▶ **What you should do**:
After locating the line with "29L225 139L259 152L239" in the data that follows, return it and every later line exactly, up to and including the line with "box: [173, 96, 218, 141]".

• • • •

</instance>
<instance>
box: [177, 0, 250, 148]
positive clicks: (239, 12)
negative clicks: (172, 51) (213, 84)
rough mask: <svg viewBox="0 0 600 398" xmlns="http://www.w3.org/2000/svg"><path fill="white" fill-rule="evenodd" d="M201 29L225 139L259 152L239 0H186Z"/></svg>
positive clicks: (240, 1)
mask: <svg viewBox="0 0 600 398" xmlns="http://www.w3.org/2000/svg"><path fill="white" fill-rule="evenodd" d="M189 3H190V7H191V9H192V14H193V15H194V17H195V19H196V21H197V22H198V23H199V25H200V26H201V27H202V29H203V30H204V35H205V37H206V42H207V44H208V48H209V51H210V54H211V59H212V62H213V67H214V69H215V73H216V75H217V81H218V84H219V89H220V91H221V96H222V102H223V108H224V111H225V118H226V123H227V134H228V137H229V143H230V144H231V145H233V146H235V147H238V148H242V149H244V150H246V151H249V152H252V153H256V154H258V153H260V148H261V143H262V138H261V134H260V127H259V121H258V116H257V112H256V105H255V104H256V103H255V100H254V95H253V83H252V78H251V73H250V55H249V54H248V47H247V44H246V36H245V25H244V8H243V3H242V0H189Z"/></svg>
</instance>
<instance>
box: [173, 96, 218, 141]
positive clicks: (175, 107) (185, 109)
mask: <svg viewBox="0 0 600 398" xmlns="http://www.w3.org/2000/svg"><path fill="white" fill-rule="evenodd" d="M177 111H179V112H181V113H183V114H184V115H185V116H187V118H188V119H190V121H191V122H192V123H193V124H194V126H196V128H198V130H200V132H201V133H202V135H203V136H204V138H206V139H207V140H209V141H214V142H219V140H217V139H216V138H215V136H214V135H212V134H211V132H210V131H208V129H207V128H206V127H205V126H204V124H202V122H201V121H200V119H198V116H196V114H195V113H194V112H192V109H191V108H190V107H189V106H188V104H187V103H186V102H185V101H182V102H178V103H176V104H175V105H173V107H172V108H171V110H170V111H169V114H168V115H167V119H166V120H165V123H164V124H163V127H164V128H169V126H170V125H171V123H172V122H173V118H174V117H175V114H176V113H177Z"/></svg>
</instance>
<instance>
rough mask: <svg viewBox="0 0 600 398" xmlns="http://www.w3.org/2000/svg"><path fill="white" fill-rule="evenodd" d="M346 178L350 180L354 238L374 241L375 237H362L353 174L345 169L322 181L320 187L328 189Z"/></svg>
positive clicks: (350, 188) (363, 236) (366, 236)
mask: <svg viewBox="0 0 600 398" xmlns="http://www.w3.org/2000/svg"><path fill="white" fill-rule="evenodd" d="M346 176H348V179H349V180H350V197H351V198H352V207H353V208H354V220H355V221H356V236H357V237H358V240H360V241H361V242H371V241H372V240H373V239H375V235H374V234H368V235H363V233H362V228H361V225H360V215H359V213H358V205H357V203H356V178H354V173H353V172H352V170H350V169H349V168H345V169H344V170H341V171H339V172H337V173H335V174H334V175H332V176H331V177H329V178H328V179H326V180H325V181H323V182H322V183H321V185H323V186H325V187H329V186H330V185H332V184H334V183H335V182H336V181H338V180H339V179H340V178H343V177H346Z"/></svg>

• • • •

▶ **Output of the task**:
rough mask: <svg viewBox="0 0 600 398" xmlns="http://www.w3.org/2000/svg"><path fill="white" fill-rule="evenodd" d="M201 29L225 139L259 152L239 0H186Z"/></svg>
positive clicks: (240, 1)
mask: <svg viewBox="0 0 600 398" xmlns="http://www.w3.org/2000/svg"><path fill="white" fill-rule="evenodd" d="M189 3H190V7H191V9H192V14H193V15H194V17H195V19H196V21H197V22H198V23H199V25H200V26H201V27H202V29H203V30H204V35H205V37H206V42H207V44H208V48H209V51H210V54H211V59H212V62H213V67H214V69H215V73H216V75H217V81H218V84H219V89H220V91H221V96H222V102H223V108H224V111H225V118H226V123H227V134H228V137H229V143H230V144H231V145H233V146H235V147H238V148H242V149H244V150H246V151H249V152H252V153H256V154H258V153H260V148H261V143H262V138H261V134H260V127H259V121H258V116H257V112H256V105H255V104H256V103H255V100H254V95H253V83H252V78H251V73H250V55H249V54H248V47H247V44H246V36H245V25H244V8H243V3H242V0H189Z"/></svg>
</instance>
<instance>
box: [173, 96, 218, 141]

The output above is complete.